Task description: Output every row below verbatim, with no changes.

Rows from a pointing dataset
=-=-=

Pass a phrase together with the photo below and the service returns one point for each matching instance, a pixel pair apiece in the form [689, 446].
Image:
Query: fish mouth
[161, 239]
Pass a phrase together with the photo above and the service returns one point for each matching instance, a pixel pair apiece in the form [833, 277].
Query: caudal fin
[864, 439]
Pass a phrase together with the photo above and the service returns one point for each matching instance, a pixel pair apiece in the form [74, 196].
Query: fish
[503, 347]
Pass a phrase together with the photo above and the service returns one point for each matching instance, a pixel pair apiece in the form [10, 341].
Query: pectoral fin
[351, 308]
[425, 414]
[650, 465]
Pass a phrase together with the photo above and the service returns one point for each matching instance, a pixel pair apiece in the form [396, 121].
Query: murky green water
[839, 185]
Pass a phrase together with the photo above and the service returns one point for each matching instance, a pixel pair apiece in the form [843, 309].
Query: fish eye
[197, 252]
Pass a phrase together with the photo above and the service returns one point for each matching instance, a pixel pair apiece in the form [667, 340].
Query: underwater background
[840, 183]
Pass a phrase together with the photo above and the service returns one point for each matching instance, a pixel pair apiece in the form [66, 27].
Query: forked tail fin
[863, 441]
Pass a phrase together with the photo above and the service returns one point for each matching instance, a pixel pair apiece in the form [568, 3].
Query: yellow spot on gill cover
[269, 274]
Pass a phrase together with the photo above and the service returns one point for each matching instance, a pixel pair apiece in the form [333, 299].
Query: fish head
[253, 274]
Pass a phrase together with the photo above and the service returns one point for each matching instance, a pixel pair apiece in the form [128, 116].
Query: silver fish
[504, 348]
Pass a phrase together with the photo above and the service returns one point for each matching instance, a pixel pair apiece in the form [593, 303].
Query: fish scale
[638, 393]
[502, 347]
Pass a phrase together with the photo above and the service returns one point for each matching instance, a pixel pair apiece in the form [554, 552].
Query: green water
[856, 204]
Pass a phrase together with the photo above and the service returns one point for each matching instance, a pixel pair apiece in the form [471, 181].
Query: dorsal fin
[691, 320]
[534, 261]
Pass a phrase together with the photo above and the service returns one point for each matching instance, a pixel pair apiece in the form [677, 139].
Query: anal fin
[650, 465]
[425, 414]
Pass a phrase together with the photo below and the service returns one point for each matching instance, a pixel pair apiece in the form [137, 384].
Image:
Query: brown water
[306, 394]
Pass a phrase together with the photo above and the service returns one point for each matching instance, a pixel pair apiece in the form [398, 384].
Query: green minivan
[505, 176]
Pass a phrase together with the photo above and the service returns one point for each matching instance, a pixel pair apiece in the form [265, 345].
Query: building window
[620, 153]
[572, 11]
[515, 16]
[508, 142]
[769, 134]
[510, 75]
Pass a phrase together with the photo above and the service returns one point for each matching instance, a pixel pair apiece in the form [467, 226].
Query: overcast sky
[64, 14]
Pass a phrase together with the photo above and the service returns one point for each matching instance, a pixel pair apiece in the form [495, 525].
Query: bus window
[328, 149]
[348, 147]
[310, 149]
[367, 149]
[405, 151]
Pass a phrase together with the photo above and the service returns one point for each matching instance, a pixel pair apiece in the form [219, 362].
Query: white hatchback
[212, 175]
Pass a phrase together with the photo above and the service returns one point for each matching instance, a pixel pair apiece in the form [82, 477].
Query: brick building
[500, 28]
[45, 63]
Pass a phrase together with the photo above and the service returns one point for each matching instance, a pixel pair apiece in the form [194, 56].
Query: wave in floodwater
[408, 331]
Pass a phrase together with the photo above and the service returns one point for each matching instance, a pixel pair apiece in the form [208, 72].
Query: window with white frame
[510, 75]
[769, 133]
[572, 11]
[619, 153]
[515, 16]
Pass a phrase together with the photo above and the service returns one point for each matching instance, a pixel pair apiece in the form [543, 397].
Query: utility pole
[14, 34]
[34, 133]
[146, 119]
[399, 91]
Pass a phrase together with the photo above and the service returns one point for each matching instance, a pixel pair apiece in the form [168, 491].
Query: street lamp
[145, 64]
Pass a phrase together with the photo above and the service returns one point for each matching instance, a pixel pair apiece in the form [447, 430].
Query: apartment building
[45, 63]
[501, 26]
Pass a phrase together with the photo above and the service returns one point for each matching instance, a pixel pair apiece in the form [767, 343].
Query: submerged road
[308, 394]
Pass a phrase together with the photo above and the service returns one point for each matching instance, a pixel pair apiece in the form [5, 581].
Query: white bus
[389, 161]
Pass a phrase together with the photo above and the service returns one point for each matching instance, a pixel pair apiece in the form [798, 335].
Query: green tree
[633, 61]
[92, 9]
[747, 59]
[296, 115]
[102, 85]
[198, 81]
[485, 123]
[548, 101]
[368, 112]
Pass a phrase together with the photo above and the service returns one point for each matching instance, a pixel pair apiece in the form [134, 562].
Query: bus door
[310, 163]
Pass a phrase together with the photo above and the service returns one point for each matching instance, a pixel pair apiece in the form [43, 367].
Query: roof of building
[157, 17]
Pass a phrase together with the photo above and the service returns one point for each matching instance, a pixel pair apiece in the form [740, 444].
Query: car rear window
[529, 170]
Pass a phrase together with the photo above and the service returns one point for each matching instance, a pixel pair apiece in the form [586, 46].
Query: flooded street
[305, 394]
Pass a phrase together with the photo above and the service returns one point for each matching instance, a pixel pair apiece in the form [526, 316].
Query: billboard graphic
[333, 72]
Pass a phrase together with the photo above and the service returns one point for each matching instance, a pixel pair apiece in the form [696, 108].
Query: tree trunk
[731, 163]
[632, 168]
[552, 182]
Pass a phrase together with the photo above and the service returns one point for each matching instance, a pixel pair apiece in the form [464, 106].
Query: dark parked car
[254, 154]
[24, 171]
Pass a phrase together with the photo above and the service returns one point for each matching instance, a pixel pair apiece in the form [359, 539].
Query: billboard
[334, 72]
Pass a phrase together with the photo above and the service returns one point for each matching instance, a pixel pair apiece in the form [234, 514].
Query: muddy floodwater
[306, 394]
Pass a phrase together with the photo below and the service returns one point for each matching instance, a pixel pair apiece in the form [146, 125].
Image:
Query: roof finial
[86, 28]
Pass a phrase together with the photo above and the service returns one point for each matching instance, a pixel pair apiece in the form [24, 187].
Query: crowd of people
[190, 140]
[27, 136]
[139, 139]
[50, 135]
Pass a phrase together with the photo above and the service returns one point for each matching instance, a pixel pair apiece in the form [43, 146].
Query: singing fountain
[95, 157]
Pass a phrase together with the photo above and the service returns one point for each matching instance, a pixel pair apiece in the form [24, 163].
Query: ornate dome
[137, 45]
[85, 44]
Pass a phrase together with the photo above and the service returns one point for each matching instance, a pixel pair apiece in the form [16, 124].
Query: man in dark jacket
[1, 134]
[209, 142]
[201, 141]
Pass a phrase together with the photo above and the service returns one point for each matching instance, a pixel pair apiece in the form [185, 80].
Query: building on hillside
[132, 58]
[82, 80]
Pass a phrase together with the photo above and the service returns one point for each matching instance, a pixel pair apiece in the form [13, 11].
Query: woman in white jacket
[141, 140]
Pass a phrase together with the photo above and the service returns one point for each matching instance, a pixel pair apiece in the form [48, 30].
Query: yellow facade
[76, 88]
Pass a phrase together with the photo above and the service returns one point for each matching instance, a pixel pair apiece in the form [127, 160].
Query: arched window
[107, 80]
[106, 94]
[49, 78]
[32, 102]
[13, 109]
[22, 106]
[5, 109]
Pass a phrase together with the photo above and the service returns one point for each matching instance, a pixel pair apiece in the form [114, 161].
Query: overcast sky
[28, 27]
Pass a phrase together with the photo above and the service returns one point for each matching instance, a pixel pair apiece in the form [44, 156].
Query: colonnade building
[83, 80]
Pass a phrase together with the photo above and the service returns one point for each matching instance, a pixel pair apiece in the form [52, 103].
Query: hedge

=-=-=

Output below:
Pass a phrase together with the photo below and the service returns one point for each matching instance, a pixel pair apiece in the form [689, 446].
Image:
Query: fish mouth
[161, 239]
Pass a phrase together with the photo above and the service returns one point for each matching instance, a pixel pair apiece in the form [833, 277].
Query: caudal fin
[864, 439]
Pass a phrase together with the photo above and the service returns one point for each matching instance, a pixel pair apiece in the form [74, 196].
Query: fish
[503, 347]
Pass a phrase together with the photo above and the service returns one point for each matching instance, a pixel pair apiece in the form [10, 341].
Query: pectoral fin
[351, 308]
[425, 414]
[650, 465]
Pass a phrase together with the photo above and the service returns one point for each matching instance, a pixel pair apiece in the form [396, 121].
Query: murky green water
[839, 185]
Pass a phrase together with the photo above and the service returns one point for each matching instance, a pixel pair apiece in the form [843, 309].
Query: fish eye
[197, 252]
Pass a phrase together with the photo above and the service returns one point for each matching instance, a pixel pair apiece in the form [667, 340].
Query: underwater background
[840, 183]
Pass a phrase together with the photo above and the service returns one point for each matching instance, a pixel pair apiece in the form [66, 27].
Query: forked tail fin
[863, 441]
Pass a phrase together with the photo above and the service returns one point for each matching instance, a pixel pair apiece in the form [568, 3].
Query: yellow spot on gill cover
[269, 274]
Pass a phrase together with the photo above and the service returns one point for each matching instance, a pixel pair apiece in the form [333, 299].
Query: fish head
[253, 274]
Pass a phrase together with the photo above and the service returns one point for each matching instance, a pixel pair apiece in the form [128, 116].
Query: silver fish
[504, 348]
Pass a phrase together with the photo above and the service returns one point for each matching instance, a pixel pair apiece in the form [593, 303].
Query: fish scale
[638, 393]
[502, 347]
Pass a phrase together with the photo above and the service returns one point for each matching instance, a pixel pair apiece in the form [554, 552].
Query: green water
[856, 204]
Pass a phrase together with the photo above and the service returns one point for each matching instance, a pixel pair apiece in the form [471, 181].
Query: dorsal fin
[691, 320]
[534, 261]
Pass a phrase together with the photo above and the service returns one point for each matching instance, a pixel pair apiece in the form [677, 139].
Query: anal fin
[650, 465]
[425, 414]
Pass a phrase together with the photo below and the service returns one point for each matching instance, a pixel pair apiece in the form [137, 384].
Image:
Query: brown water
[306, 394]
Pass a phrase together with the photo above and the service returns one point for each matching instance, a pixel pair apiece in the form [398, 384].
Query: green minivan
[505, 176]
Pass a phrase together with the photo above and the service returns one point for each matching instance, a pixel pair apiece in the form [265, 345].
Query: building window
[620, 153]
[572, 11]
[515, 16]
[508, 142]
[769, 134]
[510, 75]
Pass a phrase together with the photo above and the service returns one point for each matching instance, a pixel pair apiece in the form [467, 226].
Query: overcast sky
[64, 14]
Pass a phrase together with the photo above and the service returns one point for each matching instance, a pixel pair apiece in the form [495, 525].
Query: bus window
[328, 149]
[348, 147]
[310, 149]
[367, 149]
[405, 151]
Pass a phrase together with the photo above and the service returns one point for each matching instance, a pixel pair apiece in the form [219, 362].
Query: white hatchback
[212, 175]
Pass a phrase together with the photo above and the service returns one point for each matching instance, a pixel pair apiece in the form [82, 477].
Query: brick building
[500, 28]
[45, 63]
Pass a phrase together with the photo above and the service returns one point for each matching instance, a pixel pair apiece in the form [194, 56].
Query: wave in floodwater
[408, 331]
Pass a phrase together with the photo above and the service returns one point for each matching instance, a pixel pair apiece in the form [208, 72].
Query: window with white frame
[510, 75]
[769, 133]
[572, 11]
[619, 153]
[515, 16]
Pass a phrase together with the photo above and the service returns one point for each matching instance, a pixel pair apiece in the form [543, 397].
Query: utility pole
[14, 34]
[34, 133]
[146, 119]
[399, 91]
Pass a phrase together with the photo above and the service returns one point for each matching instance, a pixel pair apiece in the form [168, 491].
Query: street lamp
[145, 64]
Pass a phrase together with the photo above and the service returns one point for each matching instance, a pixel pair apiece in the form [447, 430].
Query: apartment building
[45, 63]
[501, 26]
Pass a phrase together with the photo above and the service returns one point for each matching instance, a pixel pair apiece in the form [767, 343].
Query: submerged road
[308, 394]
Pass a phrase together with the photo above and the service returns one point for each matching instance, a pixel pair apiece in the form [5, 581].
Query: white bus
[389, 161]
Pass a phrase together with the photo above and the service returns one point for each matching instance, a pixel pair apiece in the form [798, 335].
Query: green tree
[633, 61]
[92, 9]
[747, 59]
[296, 115]
[102, 85]
[198, 81]
[485, 123]
[548, 101]
[368, 112]
Pass a phrase together with the photo above and the service returns one point for each matching instance, a pixel pair apiece in the form [134, 562].
Query: bus door
[310, 163]
Pass a phrase together with the photo above and the service returns one point for each matching instance, a pixel pair apiece in the form [43, 367].
Query: roof of building
[157, 17]
Pass a phrase together with the photo above and the service returns one point for each matching instance, a pixel pair apiece in the form [740, 444].
Query: car rear window
[529, 170]
Pass a phrase together with the photo above and the service returns one point for each matching instance, a pixel pair apiece in the form [586, 46].
Query: flooded street
[305, 394]
Pass a phrase together with the photo above and the service returns one point for each matching instance, a pixel pair apiece in the form [526, 316].
Query: billboard graphic
[333, 72]
Pass a phrase together with the photo above and the service returns one point for each matching instance, a pixel pair apiece in the form [696, 108].
Query: tree trunk
[731, 163]
[632, 168]
[552, 182]
Pass a phrase together with the photo above and the service returns one point for each matching instance, a pixel pair apiece in the form [464, 106].
Query: dark parked car
[254, 154]
[24, 171]
Pass a phrase together with the photo above and the service returns one point for each matching instance, a pixel pair apiece in the form [359, 539].
Query: billboard
[334, 72]
Pass a phrase together with the photo above and the service returns one point for each matching instance, a pixel pair apiece in the form [234, 514].
Query: muddy floodwater
[306, 394]
Pass a phrase together with the photo below and the service returns one point for each matching instance, a pixel pair apiece in the form [146, 125].
Image:
Query: roof finial
[86, 28]
Pass a phrase together with the photo above and the service returns one point for each matching instance, a pixel pair apiece in the form [24, 187].
Query: crowd of people
[190, 140]
[27, 136]
[139, 139]
[50, 135]
Pass a phrase together with the photo above and the service returns one point for each matching instance, a pixel pair apiece in the form [43, 146].
Query: singing fountain
[95, 157]
Pass a phrase together with the photo above and the service returns one point for each matching instance, a pixel pair apiece in the form [24, 163].
Query: ornate dome
[137, 45]
[85, 44]
Pass a phrase together with the photo above and the service returns one point for each matching instance, a pixel pair apiece in the form [16, 124].
Query: man in dark jacket
[1, 134]
[209, 142]
[201, 141]
Pass a phrase together with the photo above and the service returns one point for each matching instance, a pixel pair apiece in the form [185, 80].
Query: building on hillside
[132, 58]
[82, 80]
Pass a phrase together with the photo above and the service returns one point for each matching instance, a pixel pair apiece in the form [13, 11].
Query: woman in white jacket
[141, 140]
Pass a phrase together with the photo above and the service returns one point for each matching instance, a pixel pair apiece in the form [48, 30].
Query: yellow facade
[76, 88]
Pass a phrase together with the photo above and the service returns one point for each matching instance, a pixel pair apiece in the form [127, 160].
Query: arched window
[107, 80]
[106, 94]
[49, 78]
[32, 102]
[13, 109]
[22, 106]
[5, 109]
Pass a phrase together with the photo above and the service returns one point for each matching instance, a pixel pair apiece in the form [114, 161].
Query: overcast sky
[28, 27]
Pass a phrase together with the photo above and the service returns one point for each matching instance, a pixel pair apiece in the form [44, 156].
Query: colonnade building
[83, 80]
Pass a phrase together with the photo above and the service returns one point for each matching instance, a pixel pair apiece in the form [52, 103].
Query: hedge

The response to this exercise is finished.